REQUIREMENT: From the article about Gary Barlow and the loss of his daughter Poppy, quote the passage starting with "The Take That" and going on through "birth to Poppy.".

TEXT FOR ANALYSIS:
▬▬▬
Gary Barlow has opened up on the "incomprehensible" loss of his baby daughter, Poppy.

The Take That singer and his wife Dawn welcomed baby Poppy on 4 August, 2012. She was stillborn at full term, just days before Gary and his band were due to perform at the closing ceremony of the London Olympics.

In an extract from his upcoming autobiography, A Better Me, which has been serialised in Britains's The Sun newspaper, Gary revealed the emotional toll of saying goodbye to their daughter, and confessed he was "filled with dread" for his wife, who had to have her labour induced so she could give birth to Poppy.

"When she was born it was like a light came into the room. It was lovely, it was gorgeous, we both took turns cuddling her, and we took pictures," the heartbroken father wrote. "It was one of the best hours of my life I’ve ever experienced in the midst of the hardest time of my life. It was very powerful, that hour was."

Gary and Dawn were able to spend an hour with their "perfect" and "beautiful" daughter, before nurses came in to take her away.

"It felt like someone had a hand held tight at my throat. What we experienced and saw over those 24 hours, no-one should have to see or have to go through," he wrote.

He devastatingly added: "There’s no sadder sight than seeing a mum with her dead baby in her arms, willing it back to life with all her being."

The 47-year-old threw himself into work in the year after Poppy's death, and was then hit with the agonising news that Dawn was diagnosed with Type 1 diabetes.

"I had seen grief quite literally physically destroy my wife’s body so that she was left with a chronic illness that she will never get better from," he wrote.

Gary added he hopes sharing Poppy's story will encourage others to talk about the loss of their children.

"After Poppy died, people wrote to me about suffering the same awful experience. Many had kept so much of it locked away in secret. I’ve wondered about the value and purpose in sharing something so private, but I’d have been denying Poppy her legacy not to," he explained.

Gary and Dawn wed in 2000, and have three other children; Daniel, Emily and Daisy.
▬▬▬
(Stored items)
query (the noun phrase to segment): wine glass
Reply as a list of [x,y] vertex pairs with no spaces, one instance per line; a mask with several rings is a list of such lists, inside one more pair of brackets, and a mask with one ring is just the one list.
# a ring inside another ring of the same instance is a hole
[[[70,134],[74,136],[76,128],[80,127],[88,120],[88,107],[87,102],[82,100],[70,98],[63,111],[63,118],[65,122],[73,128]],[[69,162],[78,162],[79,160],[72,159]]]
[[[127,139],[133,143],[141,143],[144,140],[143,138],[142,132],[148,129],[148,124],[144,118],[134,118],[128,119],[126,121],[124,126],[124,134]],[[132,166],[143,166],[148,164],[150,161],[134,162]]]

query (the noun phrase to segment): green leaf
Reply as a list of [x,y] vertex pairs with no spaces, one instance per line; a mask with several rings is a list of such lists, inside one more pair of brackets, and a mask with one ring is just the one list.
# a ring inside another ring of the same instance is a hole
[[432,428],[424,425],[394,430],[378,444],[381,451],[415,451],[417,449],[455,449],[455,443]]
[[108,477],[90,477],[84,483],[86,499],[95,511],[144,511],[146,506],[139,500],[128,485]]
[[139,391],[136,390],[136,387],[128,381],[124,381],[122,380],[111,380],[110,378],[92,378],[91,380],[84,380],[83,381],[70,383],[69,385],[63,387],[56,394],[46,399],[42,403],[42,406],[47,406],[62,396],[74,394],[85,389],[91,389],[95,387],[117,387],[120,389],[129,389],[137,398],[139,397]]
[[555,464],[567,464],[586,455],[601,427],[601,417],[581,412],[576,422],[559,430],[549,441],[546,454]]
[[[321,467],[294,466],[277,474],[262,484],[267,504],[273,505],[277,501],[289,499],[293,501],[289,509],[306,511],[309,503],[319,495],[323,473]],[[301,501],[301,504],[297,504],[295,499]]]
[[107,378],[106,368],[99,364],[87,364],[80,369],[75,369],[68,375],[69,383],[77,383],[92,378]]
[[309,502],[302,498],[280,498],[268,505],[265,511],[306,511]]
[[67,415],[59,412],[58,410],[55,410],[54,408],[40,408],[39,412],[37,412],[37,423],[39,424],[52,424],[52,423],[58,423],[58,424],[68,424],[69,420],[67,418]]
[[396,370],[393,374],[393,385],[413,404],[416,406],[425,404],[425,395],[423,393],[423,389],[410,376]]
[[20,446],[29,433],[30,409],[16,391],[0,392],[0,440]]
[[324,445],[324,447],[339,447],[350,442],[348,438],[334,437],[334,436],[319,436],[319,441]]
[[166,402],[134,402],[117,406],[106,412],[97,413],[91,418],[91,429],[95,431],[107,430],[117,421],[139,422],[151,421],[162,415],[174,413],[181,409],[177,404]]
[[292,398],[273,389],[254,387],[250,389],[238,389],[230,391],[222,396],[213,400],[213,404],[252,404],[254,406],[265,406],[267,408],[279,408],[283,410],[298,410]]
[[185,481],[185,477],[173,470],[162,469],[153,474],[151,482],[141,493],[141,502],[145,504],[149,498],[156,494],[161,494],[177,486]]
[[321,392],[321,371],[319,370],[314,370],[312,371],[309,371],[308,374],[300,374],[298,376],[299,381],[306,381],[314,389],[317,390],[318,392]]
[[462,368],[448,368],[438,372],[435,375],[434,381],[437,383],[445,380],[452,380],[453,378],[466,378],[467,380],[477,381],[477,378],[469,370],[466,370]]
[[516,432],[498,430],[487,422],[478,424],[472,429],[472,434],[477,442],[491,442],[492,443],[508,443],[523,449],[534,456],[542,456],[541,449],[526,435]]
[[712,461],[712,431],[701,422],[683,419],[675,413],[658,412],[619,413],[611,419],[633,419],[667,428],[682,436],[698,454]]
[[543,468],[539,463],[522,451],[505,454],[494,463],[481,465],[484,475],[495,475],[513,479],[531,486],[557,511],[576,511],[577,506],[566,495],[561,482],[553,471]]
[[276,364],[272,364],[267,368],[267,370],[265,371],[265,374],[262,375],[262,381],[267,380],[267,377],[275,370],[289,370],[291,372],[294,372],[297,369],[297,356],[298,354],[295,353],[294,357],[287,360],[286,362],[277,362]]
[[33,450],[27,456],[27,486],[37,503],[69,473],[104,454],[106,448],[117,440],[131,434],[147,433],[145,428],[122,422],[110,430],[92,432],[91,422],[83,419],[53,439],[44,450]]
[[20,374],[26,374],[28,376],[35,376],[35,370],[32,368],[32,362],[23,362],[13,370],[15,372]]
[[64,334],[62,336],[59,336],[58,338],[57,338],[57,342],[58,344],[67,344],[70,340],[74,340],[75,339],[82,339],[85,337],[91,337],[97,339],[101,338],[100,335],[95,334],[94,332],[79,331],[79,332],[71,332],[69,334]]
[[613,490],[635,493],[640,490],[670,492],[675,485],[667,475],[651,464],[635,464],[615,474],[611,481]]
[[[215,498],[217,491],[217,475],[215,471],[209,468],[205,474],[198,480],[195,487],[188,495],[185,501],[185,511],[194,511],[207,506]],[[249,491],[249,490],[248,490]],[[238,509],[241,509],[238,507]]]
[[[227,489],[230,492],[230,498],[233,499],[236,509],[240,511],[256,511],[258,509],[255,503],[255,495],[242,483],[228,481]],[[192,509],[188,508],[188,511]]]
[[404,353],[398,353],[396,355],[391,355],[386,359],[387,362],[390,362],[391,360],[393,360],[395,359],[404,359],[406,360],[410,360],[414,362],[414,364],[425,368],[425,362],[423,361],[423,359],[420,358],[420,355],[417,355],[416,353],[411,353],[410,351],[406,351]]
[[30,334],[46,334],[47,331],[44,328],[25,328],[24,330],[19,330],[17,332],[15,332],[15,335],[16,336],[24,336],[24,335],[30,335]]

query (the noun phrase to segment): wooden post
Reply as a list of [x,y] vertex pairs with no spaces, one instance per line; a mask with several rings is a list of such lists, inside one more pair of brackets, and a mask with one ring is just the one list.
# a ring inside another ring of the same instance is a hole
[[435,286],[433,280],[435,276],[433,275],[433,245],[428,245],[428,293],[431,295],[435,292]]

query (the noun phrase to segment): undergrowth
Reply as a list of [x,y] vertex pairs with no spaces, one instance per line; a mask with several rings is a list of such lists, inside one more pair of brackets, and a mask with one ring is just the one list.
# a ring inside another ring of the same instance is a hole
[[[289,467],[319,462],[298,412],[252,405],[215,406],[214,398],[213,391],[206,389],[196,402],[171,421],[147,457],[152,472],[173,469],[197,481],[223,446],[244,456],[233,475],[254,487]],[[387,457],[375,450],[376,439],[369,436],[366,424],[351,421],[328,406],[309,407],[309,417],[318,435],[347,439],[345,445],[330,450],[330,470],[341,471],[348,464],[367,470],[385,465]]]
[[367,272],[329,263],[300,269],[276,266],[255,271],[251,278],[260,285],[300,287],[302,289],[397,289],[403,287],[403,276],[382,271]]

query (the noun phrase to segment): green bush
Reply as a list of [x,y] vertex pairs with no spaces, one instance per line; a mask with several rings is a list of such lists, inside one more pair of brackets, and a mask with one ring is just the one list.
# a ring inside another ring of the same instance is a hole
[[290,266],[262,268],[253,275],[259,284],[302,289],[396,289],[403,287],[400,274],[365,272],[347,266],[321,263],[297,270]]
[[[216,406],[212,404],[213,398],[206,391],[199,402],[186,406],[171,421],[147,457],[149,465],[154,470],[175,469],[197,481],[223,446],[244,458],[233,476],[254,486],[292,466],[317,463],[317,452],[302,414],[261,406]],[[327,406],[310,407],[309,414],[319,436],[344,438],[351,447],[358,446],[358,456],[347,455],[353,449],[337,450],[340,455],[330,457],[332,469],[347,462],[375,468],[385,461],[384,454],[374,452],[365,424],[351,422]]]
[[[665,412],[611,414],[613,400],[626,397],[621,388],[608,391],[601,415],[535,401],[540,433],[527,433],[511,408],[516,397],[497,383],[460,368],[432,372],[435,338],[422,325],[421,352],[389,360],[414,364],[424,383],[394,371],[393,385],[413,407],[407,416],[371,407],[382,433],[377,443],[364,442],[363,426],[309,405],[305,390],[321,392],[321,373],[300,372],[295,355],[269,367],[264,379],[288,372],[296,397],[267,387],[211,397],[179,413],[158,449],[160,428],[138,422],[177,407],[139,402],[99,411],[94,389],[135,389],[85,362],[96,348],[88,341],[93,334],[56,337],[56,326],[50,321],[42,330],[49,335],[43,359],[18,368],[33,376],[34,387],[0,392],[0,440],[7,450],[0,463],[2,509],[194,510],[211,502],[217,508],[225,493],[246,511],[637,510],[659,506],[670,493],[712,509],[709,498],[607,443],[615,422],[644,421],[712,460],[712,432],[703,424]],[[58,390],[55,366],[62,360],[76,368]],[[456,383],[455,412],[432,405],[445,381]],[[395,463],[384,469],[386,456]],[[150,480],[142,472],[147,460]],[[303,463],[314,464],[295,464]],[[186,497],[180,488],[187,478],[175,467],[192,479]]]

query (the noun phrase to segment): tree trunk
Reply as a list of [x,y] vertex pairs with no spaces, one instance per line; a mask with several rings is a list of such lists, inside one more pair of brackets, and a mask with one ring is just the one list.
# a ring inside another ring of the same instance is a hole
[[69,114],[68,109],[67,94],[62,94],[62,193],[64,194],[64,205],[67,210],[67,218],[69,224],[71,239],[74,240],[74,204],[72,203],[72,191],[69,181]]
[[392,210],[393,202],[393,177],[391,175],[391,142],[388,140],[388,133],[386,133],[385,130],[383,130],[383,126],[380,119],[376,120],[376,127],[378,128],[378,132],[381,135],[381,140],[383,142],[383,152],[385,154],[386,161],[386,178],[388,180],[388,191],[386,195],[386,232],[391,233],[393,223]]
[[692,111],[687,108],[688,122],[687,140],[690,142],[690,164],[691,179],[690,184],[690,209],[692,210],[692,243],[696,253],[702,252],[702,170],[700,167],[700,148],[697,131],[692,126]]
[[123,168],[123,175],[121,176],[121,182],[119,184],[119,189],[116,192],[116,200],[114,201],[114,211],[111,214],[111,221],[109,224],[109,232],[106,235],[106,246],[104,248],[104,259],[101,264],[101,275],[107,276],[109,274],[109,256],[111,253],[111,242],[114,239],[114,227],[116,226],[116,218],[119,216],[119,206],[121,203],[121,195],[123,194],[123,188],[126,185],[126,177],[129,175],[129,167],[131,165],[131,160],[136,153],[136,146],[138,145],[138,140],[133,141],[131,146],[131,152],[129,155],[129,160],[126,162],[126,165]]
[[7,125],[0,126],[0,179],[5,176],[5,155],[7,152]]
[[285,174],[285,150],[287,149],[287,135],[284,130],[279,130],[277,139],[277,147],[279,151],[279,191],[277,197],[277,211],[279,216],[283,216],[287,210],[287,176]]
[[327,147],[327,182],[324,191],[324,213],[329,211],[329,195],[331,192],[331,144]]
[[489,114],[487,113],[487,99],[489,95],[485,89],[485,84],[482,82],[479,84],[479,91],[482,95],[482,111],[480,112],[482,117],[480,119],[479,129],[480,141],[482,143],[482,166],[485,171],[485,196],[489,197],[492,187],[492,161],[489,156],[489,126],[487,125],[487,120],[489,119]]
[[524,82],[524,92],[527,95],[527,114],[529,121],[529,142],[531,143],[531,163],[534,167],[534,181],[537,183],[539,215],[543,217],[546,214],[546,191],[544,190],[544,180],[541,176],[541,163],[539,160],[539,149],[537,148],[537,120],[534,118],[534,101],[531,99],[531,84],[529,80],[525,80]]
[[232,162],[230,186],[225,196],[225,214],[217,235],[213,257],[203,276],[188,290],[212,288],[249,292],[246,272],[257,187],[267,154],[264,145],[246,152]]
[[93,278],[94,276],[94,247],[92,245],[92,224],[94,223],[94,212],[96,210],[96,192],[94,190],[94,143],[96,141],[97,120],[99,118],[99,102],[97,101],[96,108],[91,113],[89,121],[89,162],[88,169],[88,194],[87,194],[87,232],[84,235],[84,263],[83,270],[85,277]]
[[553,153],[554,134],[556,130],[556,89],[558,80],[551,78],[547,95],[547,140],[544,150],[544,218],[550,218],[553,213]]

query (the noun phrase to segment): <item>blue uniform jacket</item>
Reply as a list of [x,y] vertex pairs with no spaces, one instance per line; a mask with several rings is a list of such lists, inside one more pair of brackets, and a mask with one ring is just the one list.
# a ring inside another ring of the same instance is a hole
▬▬▬
RESPONSE:
The Take That singer and his wife Dawn welcomed baby Poppy on 4 August, 2012. She was stillborn at full term, just days before Gary and his band were due to perform at the closing ceremony of the London Olympics.

In an extract from his upcoming autobiography, A Better Me, which has been serialised in Britains's The Sun newspaper, Gary revealed the emotional toll of saying goodbye to their daughter, and confessed he was "filled with dread" for his wife, who had to have her labour induced so she could give birth to Poppy.